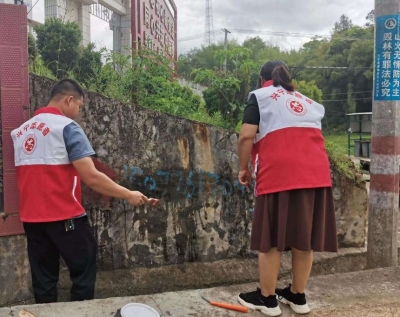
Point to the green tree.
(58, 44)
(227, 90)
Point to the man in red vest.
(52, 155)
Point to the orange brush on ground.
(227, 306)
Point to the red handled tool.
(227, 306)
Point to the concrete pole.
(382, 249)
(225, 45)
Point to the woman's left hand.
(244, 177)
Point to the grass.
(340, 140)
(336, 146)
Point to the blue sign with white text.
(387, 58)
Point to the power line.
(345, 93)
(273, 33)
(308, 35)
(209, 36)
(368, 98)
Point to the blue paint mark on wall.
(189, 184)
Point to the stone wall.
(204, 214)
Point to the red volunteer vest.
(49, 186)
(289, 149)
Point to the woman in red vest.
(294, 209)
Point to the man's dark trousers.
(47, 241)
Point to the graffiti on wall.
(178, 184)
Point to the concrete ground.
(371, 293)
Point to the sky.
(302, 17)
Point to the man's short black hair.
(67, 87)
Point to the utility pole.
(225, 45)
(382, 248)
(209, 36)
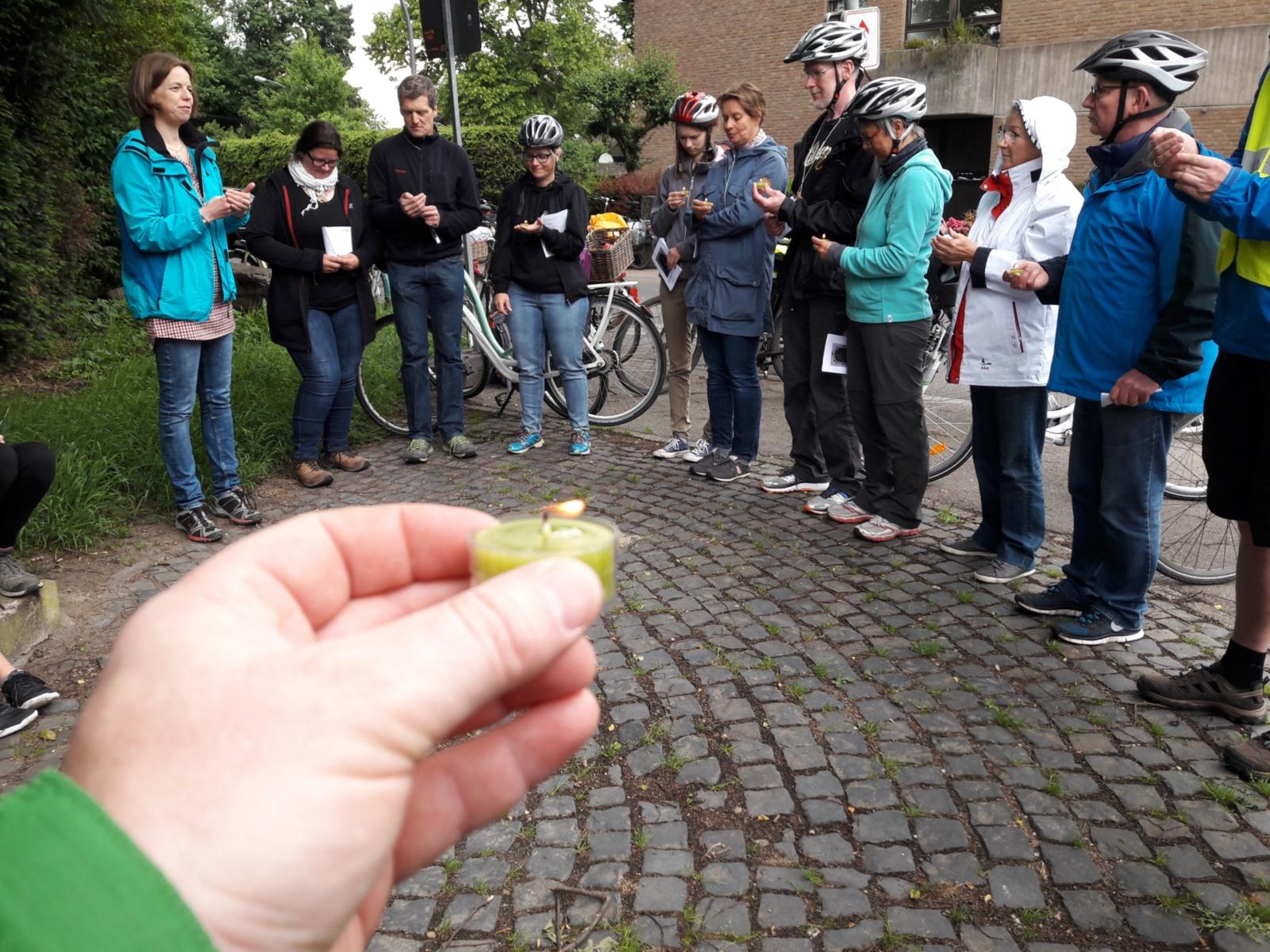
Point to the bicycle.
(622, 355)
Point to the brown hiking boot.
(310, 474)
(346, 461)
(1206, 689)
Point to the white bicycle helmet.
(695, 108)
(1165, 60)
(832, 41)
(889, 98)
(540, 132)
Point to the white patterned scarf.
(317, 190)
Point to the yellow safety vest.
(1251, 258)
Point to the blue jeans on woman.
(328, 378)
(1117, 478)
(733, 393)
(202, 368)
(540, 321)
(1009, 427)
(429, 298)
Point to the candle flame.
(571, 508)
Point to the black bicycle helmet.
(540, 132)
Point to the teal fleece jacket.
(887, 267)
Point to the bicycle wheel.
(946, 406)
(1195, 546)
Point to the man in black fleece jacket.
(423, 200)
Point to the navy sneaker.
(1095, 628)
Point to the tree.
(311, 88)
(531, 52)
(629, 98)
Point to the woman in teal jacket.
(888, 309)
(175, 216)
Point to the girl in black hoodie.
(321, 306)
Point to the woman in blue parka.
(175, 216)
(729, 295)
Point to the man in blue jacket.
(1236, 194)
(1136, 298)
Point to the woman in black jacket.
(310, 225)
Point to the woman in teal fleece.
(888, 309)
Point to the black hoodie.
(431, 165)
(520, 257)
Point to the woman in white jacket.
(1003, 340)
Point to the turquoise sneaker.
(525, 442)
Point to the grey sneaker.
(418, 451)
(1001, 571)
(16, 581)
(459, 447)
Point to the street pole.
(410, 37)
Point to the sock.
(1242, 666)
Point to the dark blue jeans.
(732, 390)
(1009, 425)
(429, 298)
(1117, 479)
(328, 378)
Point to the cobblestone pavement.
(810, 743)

---

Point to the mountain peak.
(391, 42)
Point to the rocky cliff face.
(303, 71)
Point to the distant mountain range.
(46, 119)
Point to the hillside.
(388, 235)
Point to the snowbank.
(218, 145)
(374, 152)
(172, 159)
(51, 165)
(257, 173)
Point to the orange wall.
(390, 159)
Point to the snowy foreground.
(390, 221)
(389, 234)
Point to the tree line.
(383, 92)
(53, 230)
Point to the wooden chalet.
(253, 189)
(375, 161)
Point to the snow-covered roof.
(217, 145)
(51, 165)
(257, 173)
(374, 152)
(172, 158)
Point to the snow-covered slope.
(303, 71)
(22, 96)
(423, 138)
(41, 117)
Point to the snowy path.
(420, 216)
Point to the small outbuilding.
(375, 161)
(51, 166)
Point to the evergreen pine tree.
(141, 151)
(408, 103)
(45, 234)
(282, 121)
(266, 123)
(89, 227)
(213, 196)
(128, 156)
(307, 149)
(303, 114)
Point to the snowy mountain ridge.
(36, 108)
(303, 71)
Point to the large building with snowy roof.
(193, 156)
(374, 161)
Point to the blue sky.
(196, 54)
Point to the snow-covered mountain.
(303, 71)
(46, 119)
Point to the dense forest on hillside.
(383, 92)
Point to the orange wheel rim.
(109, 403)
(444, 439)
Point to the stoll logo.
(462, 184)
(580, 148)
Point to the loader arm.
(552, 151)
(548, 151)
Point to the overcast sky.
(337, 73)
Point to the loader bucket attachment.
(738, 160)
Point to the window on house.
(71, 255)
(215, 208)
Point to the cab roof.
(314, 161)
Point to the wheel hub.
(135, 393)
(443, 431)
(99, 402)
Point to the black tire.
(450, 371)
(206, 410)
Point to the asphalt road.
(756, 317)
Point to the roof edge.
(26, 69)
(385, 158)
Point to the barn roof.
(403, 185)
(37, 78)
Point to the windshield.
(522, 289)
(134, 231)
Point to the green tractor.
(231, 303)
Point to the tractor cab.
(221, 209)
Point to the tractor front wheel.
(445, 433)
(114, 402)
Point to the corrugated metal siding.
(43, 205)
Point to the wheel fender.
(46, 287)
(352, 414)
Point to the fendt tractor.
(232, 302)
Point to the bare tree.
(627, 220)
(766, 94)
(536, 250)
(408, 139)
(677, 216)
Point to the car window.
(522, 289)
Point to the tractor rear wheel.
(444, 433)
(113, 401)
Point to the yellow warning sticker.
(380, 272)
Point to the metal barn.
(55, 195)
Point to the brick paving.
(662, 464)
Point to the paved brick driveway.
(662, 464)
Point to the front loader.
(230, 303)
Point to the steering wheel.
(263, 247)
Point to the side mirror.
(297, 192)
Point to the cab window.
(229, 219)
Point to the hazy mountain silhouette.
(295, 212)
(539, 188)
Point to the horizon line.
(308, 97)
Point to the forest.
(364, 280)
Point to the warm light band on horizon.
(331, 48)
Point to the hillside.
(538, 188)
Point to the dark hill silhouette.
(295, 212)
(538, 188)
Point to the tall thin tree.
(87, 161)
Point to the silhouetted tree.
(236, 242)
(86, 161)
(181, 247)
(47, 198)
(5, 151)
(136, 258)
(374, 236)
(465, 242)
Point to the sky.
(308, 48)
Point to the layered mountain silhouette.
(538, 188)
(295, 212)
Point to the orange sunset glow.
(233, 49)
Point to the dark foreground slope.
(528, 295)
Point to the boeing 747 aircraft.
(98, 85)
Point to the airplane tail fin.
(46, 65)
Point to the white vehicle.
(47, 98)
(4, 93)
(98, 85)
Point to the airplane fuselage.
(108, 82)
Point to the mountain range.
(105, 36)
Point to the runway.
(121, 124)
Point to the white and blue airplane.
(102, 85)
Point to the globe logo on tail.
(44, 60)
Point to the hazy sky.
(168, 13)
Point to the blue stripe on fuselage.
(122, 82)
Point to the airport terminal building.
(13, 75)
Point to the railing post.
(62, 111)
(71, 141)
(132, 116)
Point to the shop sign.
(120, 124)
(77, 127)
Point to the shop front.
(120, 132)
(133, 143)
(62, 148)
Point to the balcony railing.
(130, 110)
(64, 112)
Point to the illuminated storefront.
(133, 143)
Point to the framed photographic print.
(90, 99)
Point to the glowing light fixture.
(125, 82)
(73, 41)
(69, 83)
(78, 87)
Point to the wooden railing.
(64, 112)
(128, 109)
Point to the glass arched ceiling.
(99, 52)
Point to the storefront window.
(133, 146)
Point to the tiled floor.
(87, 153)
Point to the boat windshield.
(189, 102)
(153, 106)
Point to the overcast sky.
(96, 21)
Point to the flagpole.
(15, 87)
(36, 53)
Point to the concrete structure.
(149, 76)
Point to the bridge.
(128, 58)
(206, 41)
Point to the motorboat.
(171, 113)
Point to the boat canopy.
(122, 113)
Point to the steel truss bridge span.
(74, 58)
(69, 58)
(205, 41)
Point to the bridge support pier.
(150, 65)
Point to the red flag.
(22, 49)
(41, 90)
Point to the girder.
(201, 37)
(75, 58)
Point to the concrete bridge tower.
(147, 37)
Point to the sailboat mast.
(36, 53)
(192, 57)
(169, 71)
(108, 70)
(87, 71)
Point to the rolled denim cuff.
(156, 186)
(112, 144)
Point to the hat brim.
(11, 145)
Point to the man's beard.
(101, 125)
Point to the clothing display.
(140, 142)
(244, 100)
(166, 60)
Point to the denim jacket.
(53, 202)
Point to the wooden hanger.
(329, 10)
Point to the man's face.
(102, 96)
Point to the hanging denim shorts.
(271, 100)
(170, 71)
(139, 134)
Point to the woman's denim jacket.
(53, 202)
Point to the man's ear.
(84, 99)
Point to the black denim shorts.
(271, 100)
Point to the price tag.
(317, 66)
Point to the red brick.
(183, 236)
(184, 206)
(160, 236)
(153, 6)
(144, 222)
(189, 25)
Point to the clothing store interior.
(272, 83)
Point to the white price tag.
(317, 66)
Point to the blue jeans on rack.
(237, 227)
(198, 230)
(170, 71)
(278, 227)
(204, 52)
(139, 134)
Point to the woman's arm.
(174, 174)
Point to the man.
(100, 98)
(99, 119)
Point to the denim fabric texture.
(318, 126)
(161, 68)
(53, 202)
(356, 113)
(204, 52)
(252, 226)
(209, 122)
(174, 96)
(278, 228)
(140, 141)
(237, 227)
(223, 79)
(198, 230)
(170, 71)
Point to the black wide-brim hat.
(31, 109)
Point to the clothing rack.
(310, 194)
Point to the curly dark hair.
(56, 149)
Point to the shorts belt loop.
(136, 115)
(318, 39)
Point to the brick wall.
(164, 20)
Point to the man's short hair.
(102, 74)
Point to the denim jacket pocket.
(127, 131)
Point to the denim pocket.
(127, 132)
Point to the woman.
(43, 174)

# Short exercise:
Count the lines of the data above that contain the word "concrete", and give only that number.

# Answer for the task:
4